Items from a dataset
--------------------------------

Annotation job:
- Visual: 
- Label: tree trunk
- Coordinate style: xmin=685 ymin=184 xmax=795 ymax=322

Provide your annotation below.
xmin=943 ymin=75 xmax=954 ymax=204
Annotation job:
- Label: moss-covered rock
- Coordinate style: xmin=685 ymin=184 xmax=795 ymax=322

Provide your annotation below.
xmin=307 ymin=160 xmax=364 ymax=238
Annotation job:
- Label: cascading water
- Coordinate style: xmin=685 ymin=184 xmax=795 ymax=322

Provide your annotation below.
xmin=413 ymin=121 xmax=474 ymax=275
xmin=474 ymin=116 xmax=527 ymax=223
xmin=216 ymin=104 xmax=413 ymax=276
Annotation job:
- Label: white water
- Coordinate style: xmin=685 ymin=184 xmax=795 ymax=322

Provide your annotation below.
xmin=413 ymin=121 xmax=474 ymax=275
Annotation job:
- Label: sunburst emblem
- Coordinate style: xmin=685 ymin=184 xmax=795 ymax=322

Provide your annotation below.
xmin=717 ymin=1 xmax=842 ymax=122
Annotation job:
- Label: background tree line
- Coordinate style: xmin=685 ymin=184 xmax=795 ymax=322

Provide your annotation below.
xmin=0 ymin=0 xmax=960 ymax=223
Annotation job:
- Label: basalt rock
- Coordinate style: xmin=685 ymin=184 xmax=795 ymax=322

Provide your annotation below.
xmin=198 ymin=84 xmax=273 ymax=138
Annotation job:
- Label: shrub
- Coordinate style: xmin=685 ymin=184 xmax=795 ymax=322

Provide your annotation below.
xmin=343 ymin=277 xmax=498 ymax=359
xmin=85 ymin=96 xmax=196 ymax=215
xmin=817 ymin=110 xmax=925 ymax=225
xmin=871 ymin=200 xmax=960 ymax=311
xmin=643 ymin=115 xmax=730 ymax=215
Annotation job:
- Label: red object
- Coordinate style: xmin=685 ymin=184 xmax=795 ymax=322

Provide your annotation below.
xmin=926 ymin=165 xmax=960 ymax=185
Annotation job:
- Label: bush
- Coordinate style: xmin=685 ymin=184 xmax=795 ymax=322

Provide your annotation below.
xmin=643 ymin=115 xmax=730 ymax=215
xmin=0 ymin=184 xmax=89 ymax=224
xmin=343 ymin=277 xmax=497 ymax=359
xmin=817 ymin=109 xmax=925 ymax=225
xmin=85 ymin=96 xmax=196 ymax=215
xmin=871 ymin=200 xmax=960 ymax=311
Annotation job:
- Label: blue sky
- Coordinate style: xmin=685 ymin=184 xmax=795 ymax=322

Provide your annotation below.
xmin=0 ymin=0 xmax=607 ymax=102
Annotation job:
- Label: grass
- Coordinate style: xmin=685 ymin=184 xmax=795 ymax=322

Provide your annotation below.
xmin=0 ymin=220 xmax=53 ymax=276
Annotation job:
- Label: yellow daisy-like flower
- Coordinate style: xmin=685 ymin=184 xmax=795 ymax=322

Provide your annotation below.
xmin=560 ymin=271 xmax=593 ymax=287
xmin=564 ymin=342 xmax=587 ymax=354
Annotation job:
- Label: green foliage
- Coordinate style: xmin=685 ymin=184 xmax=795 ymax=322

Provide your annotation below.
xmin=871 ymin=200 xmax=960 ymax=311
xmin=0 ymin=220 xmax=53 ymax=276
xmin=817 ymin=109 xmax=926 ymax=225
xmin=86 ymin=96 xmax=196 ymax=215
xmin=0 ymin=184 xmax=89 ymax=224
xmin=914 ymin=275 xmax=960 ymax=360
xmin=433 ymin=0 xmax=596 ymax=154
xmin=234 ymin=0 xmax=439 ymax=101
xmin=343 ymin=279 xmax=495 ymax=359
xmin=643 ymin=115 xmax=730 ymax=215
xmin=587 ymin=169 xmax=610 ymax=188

--------------------------------

*WHAT YOU ARE ASKED TO DO:* Output each entry precisely as given.

*REPLY:*
Annotation job:
- Visual: 
- Label: tree trunk
- Coordinate style: xmin=685 ymin=184 xmax=795 ymax=322

Provide your annotation below.
xmin=943 ymin=75 xmax=954 ymax=204
Annotation job:
- Label: moss-covered rock
- Coordinate style: xmin=685 ymin=184 xmax=795 ymax=322

Provide your annotation below.
xmin=307 ymin=160 xmax=364 ymax=238
Annotation job:
- Label: cascading water
- Coordinate style: xmin=685 ymin=184 xmax=795 ymax=322

Provide your annotation below.
xmin=413 ymin=121 xmax=474 ymax=275
xmin=474 ymin=116 xmax=527 ymax=223
xmin=216 ymin=104 xmax=413 ymax=276
Annotation job:
- Label: white water
- Coordinate style: xmin=685 ymin=184 xmax=795 ymax=322

Provide your annotation below.
xmin=413 ymin=121 xmax=474 ymax=275
Annotation job:
- Label: sunburst emblem
- Coordinate style: xmin=685 ymin=184 xmax=795 ymax=322

Provide your annotation below.
xmin=717 ymin=1 xmax=842 ymax=122
Annotation job:
- Label: background tree line
- Coordinate style: xmin=685 ymin=184 xmax=795 ymax=322

Provide your annotation below.
xmin=0 ymin=0 xmax=960 ymax=223
Annotation job:
- Label: basalt rock
- Coordinate style: xmin=685 ymin=184 xmax=795 ymax=322

Provide your annotation below.
xmin=198 ymin=84 xmax=273 ymax=138
Annotation job:
- Label: shrub
- Coordinate style: xmin=685 ymin=184 xmax=795 ymax=322

Provide your annotation below.
xmin=343 ymin=277 xmax=498 ymax=359
xmin=85 ymin=96 xmax=196 ymax=215
xmin=817 ymin=110 xmax=925 ymax=225
xmin=871 ymin=200 xmax=960 ymax=311
xmin=643 ymin=115 xmax=730 ymax=215
Annotation job:
- Label: red object
- Coordinate style: xmin=685 ymin=184 xmax=795 ymax=322

Provide your annotation below.
xmin=926 ymin=165 xmax=960 ymax=185
Annotation job:
- Label: bush
- Coordinate style: xmin=685 ymin=184 xmax=795 ymax=322

Provide your annotation below.
xmin=643 ymin=115 xmax=730 ymax=215
xmin=0 ymin=184 xmax=89 ymax=224
xmin=343 ymin=277 xmax=497 ymax=359
xmin=817 ymin=109 xmax=925 ymax=225
xmin=85 ymin=96 xmax=196 ymax=215
xmin=871 ymin=200 xmax=960 ymax=311
Annotation job:
- Label: blue sky
- Coordinate style: xmin=685 ymin=184 xmax=795 ymax=322

Provide your annotation below.
xmin=0 ymin=0 xmax=607 ymax=102
Annotation job:
- Label: grass
- Coordinate style: xmin=685 ymin=184 xmax=795 ymax=322

Provide your annotation below.
xmin=0 ymin=220 xmax=53 ymax=276
Annotation job:
- Label: yellow daisy-like flower
- Coordinate style: xmin=685 ymin=184 xmax=795 ymax=322

Provide your annotation below.
xmin=560 ymin=271 xmax=593 ymax=287
xmin=564 ymin=342 xmax=587 ymax=354
Annotation job:
- Label: green foliage
- Coordinate style: xmin=685 ymin=184 xmax=795 ymax=322

Provide your annotation below.
xmin=871 ymin=200 xmax=960 ymax=311
xmin=0 ymin=220 xmax=53 ymax=276
xmin=817 ymin=109 xmax=926 ymax=225
xmin=86 ymin=96 xmax=196 ymax=215
xmin=0 ymin=184 xmax=89 ymax=224
xmin=914 ymin=275 xmax=960 ymax=360
xmin=433 ymin=0 xmax=596 ymax=154
xmin=234 ymin=0 xmax=439 ymax=101
xmin=343 ymin=279 xmax=495 ymax=359
xmin=643 ymin=115 xmax=730 ymax=215
xmin=587 ymin=169 xmax=610 ymax=188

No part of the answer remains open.